* Description of the task:
Go through the lines below and copy each one that holds the string "fluffy".

[[ Source records open ]]

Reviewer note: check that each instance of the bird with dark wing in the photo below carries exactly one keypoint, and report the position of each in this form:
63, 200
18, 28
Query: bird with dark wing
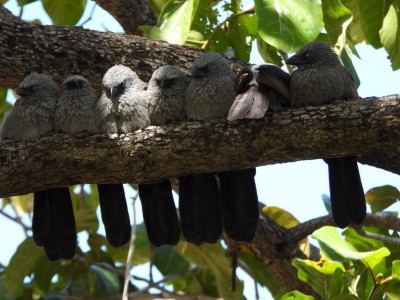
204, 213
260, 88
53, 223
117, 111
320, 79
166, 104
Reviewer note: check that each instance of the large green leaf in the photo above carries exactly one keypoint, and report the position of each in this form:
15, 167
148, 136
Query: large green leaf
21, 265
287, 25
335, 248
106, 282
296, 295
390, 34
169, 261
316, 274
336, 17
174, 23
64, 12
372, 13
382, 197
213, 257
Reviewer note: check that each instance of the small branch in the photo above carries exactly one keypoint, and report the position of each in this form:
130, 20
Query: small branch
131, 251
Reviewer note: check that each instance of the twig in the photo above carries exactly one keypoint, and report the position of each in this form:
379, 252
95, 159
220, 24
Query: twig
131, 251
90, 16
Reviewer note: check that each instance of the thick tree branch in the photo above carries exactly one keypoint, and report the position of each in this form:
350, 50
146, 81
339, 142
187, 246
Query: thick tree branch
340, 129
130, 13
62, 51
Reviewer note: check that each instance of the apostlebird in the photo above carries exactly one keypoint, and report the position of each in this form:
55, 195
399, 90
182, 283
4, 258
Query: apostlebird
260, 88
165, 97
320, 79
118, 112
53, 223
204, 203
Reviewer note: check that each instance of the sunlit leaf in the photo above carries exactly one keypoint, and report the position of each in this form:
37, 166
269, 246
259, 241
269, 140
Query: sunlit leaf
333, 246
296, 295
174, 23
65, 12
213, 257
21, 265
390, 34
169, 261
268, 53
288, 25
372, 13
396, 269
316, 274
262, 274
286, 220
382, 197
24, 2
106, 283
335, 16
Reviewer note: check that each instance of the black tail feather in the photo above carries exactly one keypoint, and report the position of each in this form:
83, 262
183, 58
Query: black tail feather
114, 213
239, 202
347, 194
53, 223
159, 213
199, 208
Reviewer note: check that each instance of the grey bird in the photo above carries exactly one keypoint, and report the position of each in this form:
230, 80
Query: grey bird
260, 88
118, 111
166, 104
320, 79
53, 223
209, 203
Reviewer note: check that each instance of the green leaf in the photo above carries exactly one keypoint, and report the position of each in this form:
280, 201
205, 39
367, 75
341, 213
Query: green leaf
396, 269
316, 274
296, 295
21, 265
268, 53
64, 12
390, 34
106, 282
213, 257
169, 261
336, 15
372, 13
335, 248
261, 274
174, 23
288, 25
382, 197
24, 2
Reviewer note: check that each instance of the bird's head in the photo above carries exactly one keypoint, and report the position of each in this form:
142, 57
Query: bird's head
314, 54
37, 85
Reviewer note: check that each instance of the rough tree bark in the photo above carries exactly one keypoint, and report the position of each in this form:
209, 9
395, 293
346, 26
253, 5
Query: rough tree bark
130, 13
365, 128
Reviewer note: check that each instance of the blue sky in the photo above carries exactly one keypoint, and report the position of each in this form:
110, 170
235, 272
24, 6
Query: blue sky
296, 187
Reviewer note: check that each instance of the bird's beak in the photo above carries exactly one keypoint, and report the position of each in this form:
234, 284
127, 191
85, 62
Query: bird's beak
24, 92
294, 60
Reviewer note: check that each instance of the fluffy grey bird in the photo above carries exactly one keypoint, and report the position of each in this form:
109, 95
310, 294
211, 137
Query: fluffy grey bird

[[ Source records closed ]]
[[ Source records open ]]

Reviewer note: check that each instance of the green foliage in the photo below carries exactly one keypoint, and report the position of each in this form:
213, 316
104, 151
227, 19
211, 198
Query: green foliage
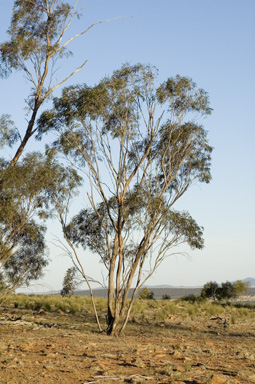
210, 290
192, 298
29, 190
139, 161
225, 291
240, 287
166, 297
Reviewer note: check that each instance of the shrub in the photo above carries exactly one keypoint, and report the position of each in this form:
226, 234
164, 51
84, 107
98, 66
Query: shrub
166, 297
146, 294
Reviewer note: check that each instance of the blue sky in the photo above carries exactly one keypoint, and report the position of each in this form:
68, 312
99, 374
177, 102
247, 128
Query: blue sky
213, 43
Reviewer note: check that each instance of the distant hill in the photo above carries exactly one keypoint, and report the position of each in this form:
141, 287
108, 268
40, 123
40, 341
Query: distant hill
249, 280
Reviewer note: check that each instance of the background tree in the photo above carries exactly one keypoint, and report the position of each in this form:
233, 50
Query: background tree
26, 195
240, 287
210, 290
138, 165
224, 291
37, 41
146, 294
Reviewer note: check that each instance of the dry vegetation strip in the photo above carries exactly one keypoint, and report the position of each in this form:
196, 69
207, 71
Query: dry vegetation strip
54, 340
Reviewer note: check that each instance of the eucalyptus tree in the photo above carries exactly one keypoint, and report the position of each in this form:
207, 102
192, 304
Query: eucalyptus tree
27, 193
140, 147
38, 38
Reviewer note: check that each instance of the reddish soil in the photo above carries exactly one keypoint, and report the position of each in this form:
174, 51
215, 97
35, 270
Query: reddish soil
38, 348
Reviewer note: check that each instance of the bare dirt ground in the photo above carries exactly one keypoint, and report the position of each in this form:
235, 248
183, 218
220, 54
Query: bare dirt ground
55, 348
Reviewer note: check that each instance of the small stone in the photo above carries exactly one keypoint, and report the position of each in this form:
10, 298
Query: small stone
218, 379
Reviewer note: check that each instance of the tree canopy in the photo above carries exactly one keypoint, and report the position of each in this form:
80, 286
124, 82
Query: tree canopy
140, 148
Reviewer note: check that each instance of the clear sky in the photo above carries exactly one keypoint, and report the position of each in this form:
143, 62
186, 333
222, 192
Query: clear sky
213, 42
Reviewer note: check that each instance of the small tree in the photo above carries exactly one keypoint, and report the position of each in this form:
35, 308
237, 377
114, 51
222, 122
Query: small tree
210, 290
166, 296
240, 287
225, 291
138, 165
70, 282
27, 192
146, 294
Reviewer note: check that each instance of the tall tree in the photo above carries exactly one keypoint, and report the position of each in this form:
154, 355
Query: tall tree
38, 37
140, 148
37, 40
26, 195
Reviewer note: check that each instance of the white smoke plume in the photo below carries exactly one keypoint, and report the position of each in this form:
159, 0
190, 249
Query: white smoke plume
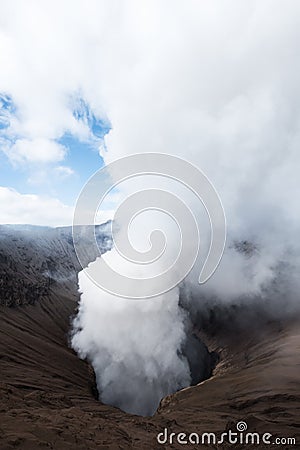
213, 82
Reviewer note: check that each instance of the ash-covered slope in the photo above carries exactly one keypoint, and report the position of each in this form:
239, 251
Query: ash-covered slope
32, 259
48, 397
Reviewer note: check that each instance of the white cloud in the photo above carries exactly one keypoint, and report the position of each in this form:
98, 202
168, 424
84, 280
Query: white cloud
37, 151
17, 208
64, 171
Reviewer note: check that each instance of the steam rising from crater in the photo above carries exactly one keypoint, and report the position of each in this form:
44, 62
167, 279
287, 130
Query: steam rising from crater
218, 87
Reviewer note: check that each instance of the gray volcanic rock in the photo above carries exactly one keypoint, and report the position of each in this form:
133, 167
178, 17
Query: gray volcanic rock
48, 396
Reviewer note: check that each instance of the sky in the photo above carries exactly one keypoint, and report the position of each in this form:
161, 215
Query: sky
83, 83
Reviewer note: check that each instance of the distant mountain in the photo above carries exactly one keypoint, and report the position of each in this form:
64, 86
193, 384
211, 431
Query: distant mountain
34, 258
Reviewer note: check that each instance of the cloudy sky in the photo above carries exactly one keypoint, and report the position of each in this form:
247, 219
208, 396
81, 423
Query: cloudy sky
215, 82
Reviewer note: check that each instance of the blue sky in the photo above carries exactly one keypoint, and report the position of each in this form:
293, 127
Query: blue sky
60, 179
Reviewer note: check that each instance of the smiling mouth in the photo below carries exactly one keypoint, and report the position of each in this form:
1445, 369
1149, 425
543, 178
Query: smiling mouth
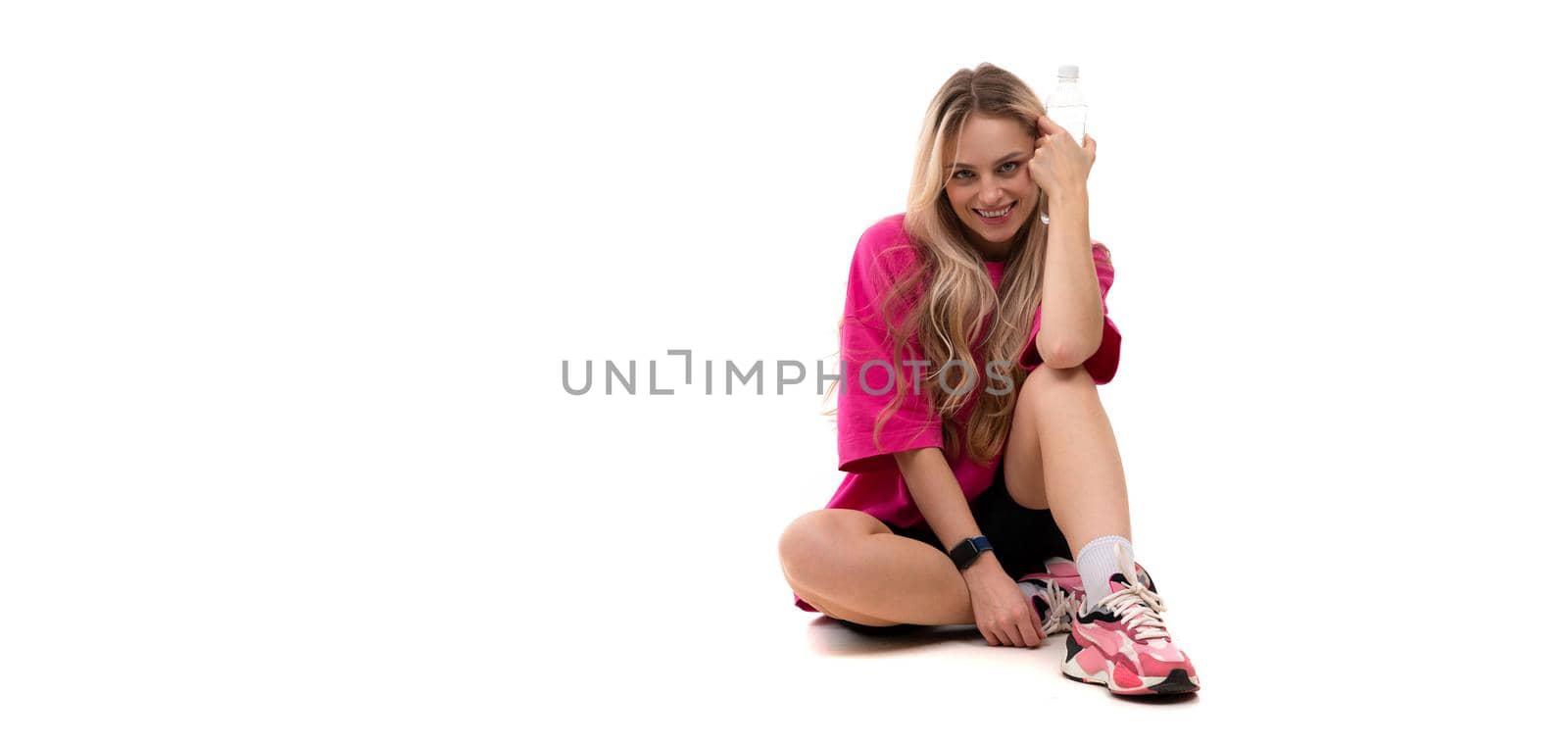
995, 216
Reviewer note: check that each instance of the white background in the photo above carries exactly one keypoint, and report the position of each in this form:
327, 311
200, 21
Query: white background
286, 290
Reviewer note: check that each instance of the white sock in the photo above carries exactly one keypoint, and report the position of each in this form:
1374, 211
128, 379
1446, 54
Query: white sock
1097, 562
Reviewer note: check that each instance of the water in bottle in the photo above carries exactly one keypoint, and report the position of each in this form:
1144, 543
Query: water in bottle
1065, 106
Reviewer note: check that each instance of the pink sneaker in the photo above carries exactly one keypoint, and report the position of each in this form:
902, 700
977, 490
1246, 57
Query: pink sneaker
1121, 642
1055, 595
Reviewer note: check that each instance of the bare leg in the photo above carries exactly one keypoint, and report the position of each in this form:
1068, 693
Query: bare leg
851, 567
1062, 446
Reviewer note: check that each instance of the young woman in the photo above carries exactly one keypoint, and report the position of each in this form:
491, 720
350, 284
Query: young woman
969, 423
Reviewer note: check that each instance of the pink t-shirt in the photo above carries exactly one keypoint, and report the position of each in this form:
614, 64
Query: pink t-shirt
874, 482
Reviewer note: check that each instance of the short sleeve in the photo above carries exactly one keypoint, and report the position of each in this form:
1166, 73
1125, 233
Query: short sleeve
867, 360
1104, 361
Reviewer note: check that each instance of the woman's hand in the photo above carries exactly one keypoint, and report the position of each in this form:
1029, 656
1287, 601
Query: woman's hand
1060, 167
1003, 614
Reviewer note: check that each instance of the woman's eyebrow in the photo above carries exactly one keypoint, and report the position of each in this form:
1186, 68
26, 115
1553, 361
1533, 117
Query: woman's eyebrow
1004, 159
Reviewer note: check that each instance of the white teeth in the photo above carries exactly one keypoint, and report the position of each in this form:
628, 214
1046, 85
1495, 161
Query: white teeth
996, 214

[[ Source records closed ]]

* Result for this exercise:
Reviewer note: check that each instance of the fluffy grey bird in the photo above carries exactly one keypoint, and report the position of each in this form:
Query: fluffy grey bird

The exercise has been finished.